Records for the task |
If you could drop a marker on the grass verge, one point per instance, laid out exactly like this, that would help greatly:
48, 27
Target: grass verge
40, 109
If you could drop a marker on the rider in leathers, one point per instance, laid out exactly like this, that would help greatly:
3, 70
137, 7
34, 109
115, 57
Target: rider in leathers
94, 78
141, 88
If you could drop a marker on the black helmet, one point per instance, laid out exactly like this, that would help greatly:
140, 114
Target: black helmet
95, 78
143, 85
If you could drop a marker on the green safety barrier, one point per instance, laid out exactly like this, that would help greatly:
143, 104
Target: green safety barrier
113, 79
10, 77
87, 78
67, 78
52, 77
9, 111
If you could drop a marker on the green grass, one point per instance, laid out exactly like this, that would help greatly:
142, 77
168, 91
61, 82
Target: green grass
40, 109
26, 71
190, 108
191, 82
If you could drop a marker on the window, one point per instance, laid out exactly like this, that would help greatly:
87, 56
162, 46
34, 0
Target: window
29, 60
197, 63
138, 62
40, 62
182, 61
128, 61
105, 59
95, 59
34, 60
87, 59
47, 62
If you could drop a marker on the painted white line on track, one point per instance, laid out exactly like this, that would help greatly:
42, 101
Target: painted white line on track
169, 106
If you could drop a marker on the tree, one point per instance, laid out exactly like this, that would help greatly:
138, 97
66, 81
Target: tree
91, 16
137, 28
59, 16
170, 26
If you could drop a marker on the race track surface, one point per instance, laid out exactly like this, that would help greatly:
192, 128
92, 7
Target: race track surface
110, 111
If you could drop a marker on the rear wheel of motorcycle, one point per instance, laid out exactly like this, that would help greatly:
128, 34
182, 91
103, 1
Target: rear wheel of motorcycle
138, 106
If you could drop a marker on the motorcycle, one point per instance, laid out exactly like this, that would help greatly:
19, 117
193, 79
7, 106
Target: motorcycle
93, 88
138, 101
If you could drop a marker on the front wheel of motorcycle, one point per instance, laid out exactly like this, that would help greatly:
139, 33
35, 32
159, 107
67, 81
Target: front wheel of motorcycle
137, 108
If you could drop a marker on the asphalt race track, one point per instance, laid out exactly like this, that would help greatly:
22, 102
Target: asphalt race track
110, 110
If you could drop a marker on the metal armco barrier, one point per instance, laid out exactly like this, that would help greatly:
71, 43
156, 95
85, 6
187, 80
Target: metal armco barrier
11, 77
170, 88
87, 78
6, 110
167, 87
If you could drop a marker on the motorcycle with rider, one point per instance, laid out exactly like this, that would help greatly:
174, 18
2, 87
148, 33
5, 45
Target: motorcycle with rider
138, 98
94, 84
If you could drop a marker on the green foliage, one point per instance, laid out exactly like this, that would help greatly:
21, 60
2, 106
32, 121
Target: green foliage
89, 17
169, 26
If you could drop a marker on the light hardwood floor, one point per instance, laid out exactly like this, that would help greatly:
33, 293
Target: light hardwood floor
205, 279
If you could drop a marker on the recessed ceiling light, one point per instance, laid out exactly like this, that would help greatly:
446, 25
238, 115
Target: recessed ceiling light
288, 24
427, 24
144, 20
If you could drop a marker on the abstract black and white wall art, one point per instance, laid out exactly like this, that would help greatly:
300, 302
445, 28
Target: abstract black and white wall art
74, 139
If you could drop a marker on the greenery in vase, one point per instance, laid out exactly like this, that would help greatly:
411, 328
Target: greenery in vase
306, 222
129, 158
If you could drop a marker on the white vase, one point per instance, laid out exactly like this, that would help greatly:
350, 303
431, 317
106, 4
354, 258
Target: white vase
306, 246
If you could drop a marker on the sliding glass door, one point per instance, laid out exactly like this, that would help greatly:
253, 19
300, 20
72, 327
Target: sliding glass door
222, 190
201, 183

Aim | Lay out every line of the material above as a numbered list, leaving out blank lines.

Answer below |
1. If you could drop a marker on the grass verge, one point per instance, laid out exactly like this, that would help greatly:
2. 48, 27
3. Target: grass verge
4. 40, 109
5. If you could drop a marker on the rider in leathers, one point per instance, laid out exactly like this, that would help greatly:
6. 3, 70
7. 137, 7
8. 34, 109
9. 115, 57
10. Target: rider in leathers
11. 94, 78
12. 141, 88
13. If you could drop a marker on the black helmet, one point per instance, laid out exactly like this, that would help greatly:
14. 140, 114
15. Target: black helmet
16. 95, 78
17. 143, 85
18. If you could drop a marker on the green safety barrier, one point per instance, laid out exactly like this, that would help greatly:
19. 143, 104
20. Target: green safety barrier
21. 113, 79
22. 10, 77
23. 87, 78
24. 67, 78
25. 52, 77
26. 9, 111
27. If you could drop a marker on the green grass, one point per instance, laid out exactly like this, that would help greatly:
28. 142, 77
29. 168, 91
30. 61, 82
31. Target: green grass
32. 40, 109
33. 26, 71
34. 190, 108
35. 191, 82
36. If you could drop a marker on the window, one point per instance, laid out exactly like this, that would help greatly:
37. 87, 56
38. 162, 46
39. 34, 0
40. Target: window
41. 29, 60
42. 197, 63
43. 138, 62
44. 40, 62
45. 182, 61
46. 128, 61
47. 105, 59
48. 95, 59
49. 34, 60
50. 87, 59
51. 47, 62
52. If you could drop a marker on the painted white line on track, one point per instance, laid out exactly like this, that would help greatly:
53. 42, 101
54. Target: painted white line on track
55. 169, 106
56. If you could drop a marker on the tree, one point per instance, laid out exactly like this, that would help greatly:
57. 138, 97
58. 66, 81
59. Target: tree
60. 91, 16
61. 137, 28
62. 59, 16
63. 170, 26
64. If you could drop a marker on the race track surface, one point per instance, laid out exactly like this, that would help greatly:
65. 192, 128
66. 92, 7
67. Target: race track surface
68. 110, 111
69. If you could drop a marker on the rear wheel of motorcycle, one point per instance, laid out exactly like this, that would help greatly:
70. 128, 34
71. 182, 91
72. 103, 1
73. Target: rear wheel of motorcycle
74. 138, 106
75. If you could drop a marker on the motorcycle, one point per instance, laid out exactly like this, that would help greatly:
76. 19, 117
77. 193, 79
78. 7, 106
79. Target: motorcycle
80. 93, 88
81. 138, 101
82. If you could drop a marker on the front wheel of motorcycle, one point per instance, laid out exactly like this, that would help greatly:
83. 139, 33
84. 35, 32
85. 159, 107
86. 67, 81
87. Target: front wheel of motorcycle
88. 137, 108
89. If you could drop a marker on the asphalt race track, one point per instance, laid out exactly like this, that would help greatly:
90. 22, 102
91. Target: asphalt race track
92. 110, 110
93. If you could drop a marker on the metal armco barrier, one point per instance, laid out exactly like this, that would help greatly:
94. 71, 43
95. 156, 95
96. 85, 6
97. 187, 80
98. Target: metal armco barrier
99. 11, 77
100. 170, 88
101. 87, 78
102. 6, 110
103. 167, 87
104. If you could drop a marker on the motorcycle with rider, one point per instance, laid out exactly like this, that would help greatly:
105. 174, 18
106. 2, 87
107. 148, 33
108. 5, 45
109. Target: motorcycle with rider
110. 138, 98
111. 94, 84
112. If you could drop a marker on the green foliage, one point per instance, laid out exactly like this, that would help greatly:
113. 21, 60
114. 2, 106
115. 32, 121
116. Target: green foliage
117. 89, 17
118. 169, 26
119. If you could drop a marker on the light hardwood floor, one point per instance, laid out exactly like this, that would help greatly:
120. 33, 293
121. Target: light hardwood floor
122. 205, 279
123. If you could drop a marker on the recessed ceiling light, one point per instance, laid out exactly like this, that would help greatly:
124. 446, 25
125. 238, 115
126. Target: recessed ceiling light
127. 288, 24
128. 427, 24
129. 144, 20
130. If you could drop a marker on the abstract black and white wall art, one point per instance, laid out exactly like this, that would help greatly:
131. 300, 302
132. 445, 28
133. Target: abstract black and white wall art
134. 74, 139
135. If you could drop a marker on the greenery in vase, one point per instance, laid out exactly like this, that would help greatly:
136. 411, 328
137. Target: greenery in vase
138. 306, 222
139. 129, 158
140. If you could drop a marker on the white vase, one point per instance, laid out exactly like this, that would help greatly:
141. 350, 303
142. 431, 317
143. 106, 4
144. 354, 258
145. Target: white vase
146. 306, 246
147. If you could drop a marker on the sliding glass door, one point per instance, laid out exactly like this, that would help greatly:
148. 253, 19
149. 300, 20
150. 72, 327
151. Target: sliding glass door
152. 222, 190
153. 201, 183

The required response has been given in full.